# REQUIREMENT
Output the complete listing exactly, please, and keep the pictures out of it.
---------- INFORMATION PROVIDED ----------
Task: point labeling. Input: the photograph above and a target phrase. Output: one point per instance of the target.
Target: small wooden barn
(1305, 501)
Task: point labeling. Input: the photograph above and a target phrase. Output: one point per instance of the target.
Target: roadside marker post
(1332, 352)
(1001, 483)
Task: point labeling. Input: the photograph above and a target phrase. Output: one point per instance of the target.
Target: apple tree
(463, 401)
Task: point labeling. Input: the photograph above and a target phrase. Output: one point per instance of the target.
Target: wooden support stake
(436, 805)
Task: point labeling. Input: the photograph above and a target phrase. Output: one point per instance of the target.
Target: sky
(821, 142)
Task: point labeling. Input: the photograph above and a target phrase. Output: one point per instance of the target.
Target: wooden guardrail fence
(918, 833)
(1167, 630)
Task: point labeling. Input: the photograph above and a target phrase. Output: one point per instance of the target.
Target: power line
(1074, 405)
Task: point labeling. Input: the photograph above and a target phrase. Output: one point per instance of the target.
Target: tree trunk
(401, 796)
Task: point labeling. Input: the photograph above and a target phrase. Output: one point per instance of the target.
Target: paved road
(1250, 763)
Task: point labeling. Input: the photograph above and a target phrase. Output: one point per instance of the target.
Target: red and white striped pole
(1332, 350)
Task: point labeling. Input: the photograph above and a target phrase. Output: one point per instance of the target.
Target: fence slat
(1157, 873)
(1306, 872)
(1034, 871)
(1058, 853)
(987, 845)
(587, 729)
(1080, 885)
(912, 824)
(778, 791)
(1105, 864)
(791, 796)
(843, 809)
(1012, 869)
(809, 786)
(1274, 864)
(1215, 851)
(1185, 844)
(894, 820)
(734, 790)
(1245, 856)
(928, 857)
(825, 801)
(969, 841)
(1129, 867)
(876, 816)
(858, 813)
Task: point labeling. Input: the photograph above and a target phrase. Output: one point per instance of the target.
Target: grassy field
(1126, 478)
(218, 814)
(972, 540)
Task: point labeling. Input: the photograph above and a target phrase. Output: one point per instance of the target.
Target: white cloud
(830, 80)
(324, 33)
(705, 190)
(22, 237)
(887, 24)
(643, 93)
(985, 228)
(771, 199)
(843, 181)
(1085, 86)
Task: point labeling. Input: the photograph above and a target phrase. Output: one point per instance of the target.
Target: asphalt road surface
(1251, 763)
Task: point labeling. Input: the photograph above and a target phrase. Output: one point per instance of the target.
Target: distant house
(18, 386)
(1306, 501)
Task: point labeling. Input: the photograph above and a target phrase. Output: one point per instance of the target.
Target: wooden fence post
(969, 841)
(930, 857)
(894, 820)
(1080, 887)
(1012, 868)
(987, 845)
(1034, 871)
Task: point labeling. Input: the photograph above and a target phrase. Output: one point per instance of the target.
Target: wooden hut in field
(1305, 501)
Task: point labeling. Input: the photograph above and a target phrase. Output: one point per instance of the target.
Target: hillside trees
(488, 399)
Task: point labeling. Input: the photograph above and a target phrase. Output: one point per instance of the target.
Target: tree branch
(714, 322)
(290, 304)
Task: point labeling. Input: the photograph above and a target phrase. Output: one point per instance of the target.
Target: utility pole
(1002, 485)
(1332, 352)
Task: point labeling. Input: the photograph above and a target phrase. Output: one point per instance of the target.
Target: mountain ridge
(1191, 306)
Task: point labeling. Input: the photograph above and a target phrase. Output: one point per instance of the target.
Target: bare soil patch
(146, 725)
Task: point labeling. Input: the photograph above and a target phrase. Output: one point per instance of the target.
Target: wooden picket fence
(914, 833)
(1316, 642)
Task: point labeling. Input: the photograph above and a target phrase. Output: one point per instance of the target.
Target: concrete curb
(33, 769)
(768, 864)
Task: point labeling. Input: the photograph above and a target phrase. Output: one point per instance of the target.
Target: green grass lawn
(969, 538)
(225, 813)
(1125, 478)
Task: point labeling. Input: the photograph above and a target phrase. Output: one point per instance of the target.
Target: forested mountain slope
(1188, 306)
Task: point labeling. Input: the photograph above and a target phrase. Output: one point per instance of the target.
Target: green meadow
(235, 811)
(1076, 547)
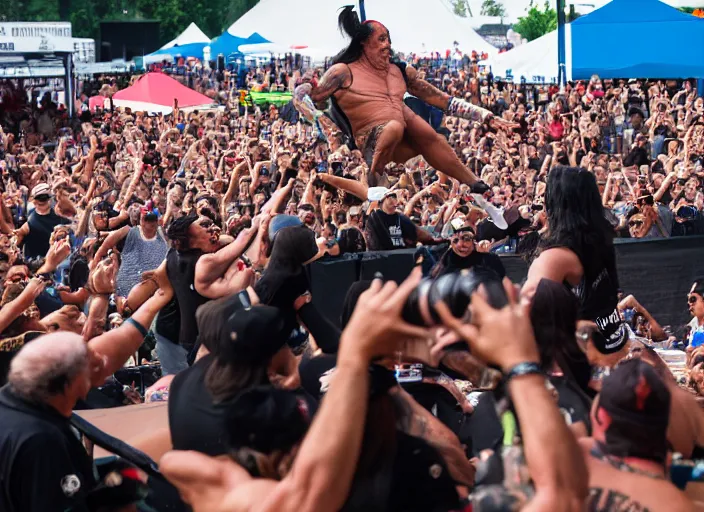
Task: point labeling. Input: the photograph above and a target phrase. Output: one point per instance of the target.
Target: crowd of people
(178, 243)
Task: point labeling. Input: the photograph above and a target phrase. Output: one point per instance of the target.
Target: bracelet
(137, 326)
(523, 369)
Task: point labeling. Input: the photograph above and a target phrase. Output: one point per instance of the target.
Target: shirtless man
(369, 88)
(628, 448)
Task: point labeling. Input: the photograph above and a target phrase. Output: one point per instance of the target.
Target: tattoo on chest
(608, 500)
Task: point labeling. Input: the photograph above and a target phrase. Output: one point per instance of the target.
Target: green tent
(271, 98)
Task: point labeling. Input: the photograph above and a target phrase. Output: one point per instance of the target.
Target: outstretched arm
(425, 91)
(306, 95)
(452, 106)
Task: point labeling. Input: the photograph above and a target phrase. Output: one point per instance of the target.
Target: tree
(460, 8)
(493, 8)
(537, 22)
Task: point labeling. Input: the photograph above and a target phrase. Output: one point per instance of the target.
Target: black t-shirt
(43, 465)
(598, 298)
(181, 269)
(196, 423)
(454, 263)
(168, 323)
(36, 243)
(387, 232)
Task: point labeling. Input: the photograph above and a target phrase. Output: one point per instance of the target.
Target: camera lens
(455, 290)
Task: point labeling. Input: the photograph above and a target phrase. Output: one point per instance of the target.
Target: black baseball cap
(698, 287)
(267, 419)
(634, 393)
(232, 330)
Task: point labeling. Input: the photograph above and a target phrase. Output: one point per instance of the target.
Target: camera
(455, 290)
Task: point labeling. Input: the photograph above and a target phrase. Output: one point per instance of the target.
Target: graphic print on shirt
(396, 236)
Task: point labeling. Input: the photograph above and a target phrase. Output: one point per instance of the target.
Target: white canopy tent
(192, 34)
(535, 61)
(311, 28)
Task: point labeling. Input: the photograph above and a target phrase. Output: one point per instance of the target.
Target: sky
(517, 8)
----------
# SOLVED PROBLEM
Task: point labeling. Input: the photograph above and a target phrase. Output: one point per instance of the target.
Target: small wooden barn
(1305, 501)
Task: point labeling. Input: the photograph above and a target phrase. Output: one point per instance of the target.
Target: roadside marker post
(1332, 352)
(1001, 483)
Task: point labeling. Input: the photograph above and a target phrase. Output: one point per instance of the target.
Target: apple tree
(463, 401)
Task: point labeling. Input: the photograph above and a target phrase. Output: one point per instance of the target.
Target: wooden support stake
(436, 805)
Task: point labeling. Input: the photograph above and a target phrase. Output: one point per instance of the target.
Target: sky
(821, 142)
Task: point labeling. Input: the photograph above and a target phrase. Output: one point per instance of the target.
Target: wooden guardrail fence
(918, 833)
(1167, 630)
Task: point labeling. Input: the photograph above and a target phrase. Output: one point per instance of the target.
Target: power line
(1074, 405)
Task: point labeling. Input: the photograph above and a target phrase. Output: one point per instance of the target.
Target: tree trunk
(401, 796)
Task: point labeling. Input: the photograph above and a target phrase. Output: one point per instance of the target.
Target: paved road
(1250, 763)
Task: point labeling. Input: the photograph above and a target phrase. Output: one point per instance of the target.
Target: red and white striped pole
(1332, 350)
Task: point labeling. Input: the photograph above and a target phrase. Output: one point per instance of the target.
Target: fence slat
(1157, 873)
(1306, 872)
(1034, 871)
(1058, 853)
(987, 845)
(587, 729)
(1080, 885)
(912, 824)
(778, 791)
(1105, 864)
(791, 796)
(843, 809)
(1012, 869)
(809, 786)
(1274, 864)
(1215, 851)
(1185, 844)
(894, 820)
(734, 790)
(1245, 856)
(928, 857)
(825, 801)
(969, 841)
(1129, 867)
(876, 816)
(858, 813)
Task: point labeling. Input: the photograph above and a target phrase. Output: one point per instance of the target.
Target: grassy field
(1126, 478)
(218, 814)
(972, 540)
Task: point labeling. Input: the photograph above and a target phrase. Output: one point per instance of the target.
Target: white cloud
(830, 80)
(324, 33)
(705, 190)
(22, 237)
(887, 24)
(643, 93)
(985, 228)
(771, 199)
(843, 181)
(1085, 86)
Task: point labeling. Input: the photograph above and a target phrase. Output: one point per instance of the target.
Target: asphalt road surface
(1251, 763)
Task: point labeling. Input: the photograph above and a target phrase. Output: one point per instance of the target.
Target: distant house
(18, 386)
(1306, 501)
Task: point labeling. Input: the photograph above and a target phrase. Output: one point per instance of the target.
Target: wooden fence post
(969, 841)
(930, 857)
(894, 820)
(1080, 887)
(1012, 868)
(987, 845)
(1034, 871)
Task: point labeling. Input: the photograph above and a target phrase. Output: one point per instance of the target.
Target: wooden hut in field
(1305, 501)
Task: point labeling. Input: the photograph above and a target phrase. Output: one point per instance of the target.
Target: hillside trees
(488, 399)
Task: point labeling. Input: the photograph above and a target phrase. Output: one point per instance of the target.
Target: tree branch
(714, 322)
(290, 304)
Task: point labeling. Input: the photograph above and a target phrase. Output: one point per instance of the target.
Target: utility pole
(1002, 485)
(1332, 352)
Task: point labeling. Input: the photograph above and a target phrase. Output: one point per instance of the target.
Target: mountain ridge
(1191, 306)
Task: point labeling. Input: the photograph above and a target phrase. Output: one point per instance of the target.
Target: bare soil patch
(146, 725)
Task: point labeling. Input: the photograph above and a target phrase. Output: one point per instance of the target.
Target: wooden picket fence
(914, 833)
(1316, 642)
Task: point labeling. Input: the photograph above and a target phrase. Output: one point per instance of the target.
Target: concrete curb
(33, 769)
(768, 864)
Task: point labeling. Input: the photograph above and a target phrase. Output: one point per instance of the target.
Target: green grass lawn
(969, 538)
(225, 813)
(1125, 478)
Task: point labeling. Input: the photograph above and a target phrase. Output: one point per instance of the target.
Target: forested mountain slope
(1188, 306)
Task: point labeling. Input: the photograph above and a target phrase. Output: one point per instance of the target.
Target: green meadow
(235, 811)
(1076, 547)
Task: point labeling. Input: the photograph above and a target phrase. Output: one point per instance of the target.
Target: crowd of people
(178, 243)
Task: point labeling. Input: the photograph above and a target phrase. Output: one point per instance of the target.
Target: bracelet
(137, 326)
(523, 369)
Task: point labeling. Input: the photograph above and a target phrase. Output: one point per instance of the target.
Target: shirtless man
(369, 88)
(628, 448)
Task: point labeling. Input: the photograph above and a target phrase. Output: one point per instance of the target.
Target: tattoo on chest
(608, 500)
Task: point labeling. Input: the photograph above and a target phrase. Output: one point per instance of the target.
Target: green tent
(271, 98)
Task: point labeling. Input: the photograph above and a target phrase. Output: one point per instance of the target.
Target: outstretched arm
(425, 91)
(306, 95)
(452, 106)
Task: point labeling. Input: the photograph above and a target phrase. Output: one point per instance of the target.
Target: tree
(460, 8)
(493, 8)
(537, 22)
Task: point labeling. Input: the photograph above and a target phrase. Output: one point per instance of the target.
Target: black t-shirt
(43, 465)
(598, 298)
(181, 269)
(196, 423)
(454, 263)
(168, 323)
(36, 243)
(387, 232)
Task: point labeling. Input: the photograph above and a target phrase. Output: one point per instance of the target.
Target: camera lens
(455, 290)
Task: point labeling. Input: the photograph above and a target phrase. Output: one point per instance of the target.
Target: black baseball cap
(698, 287)
(267, 419)
(634, 393)
(232, 330)
Task: point labeling. Input: the photograph above and a target phrase. Output: one point per instance of the target.
Target: camera
(455, 290)
Task: point labeling. Input: the photograph above and a target phrase. Output: one point per instance of the target.
Target: graphic print on shirt
(396, 236)
Task: point labeling. Input: the photograph above and a target phrase. Output: one point per instance of the target.
Target: white canopy tent
(192, 34)
(535, 61)
(311, 28)
Task: point labeling. Input: the photograph above and a target phrase. Output: one point per instance of the target.
Target: sky
(517, 8)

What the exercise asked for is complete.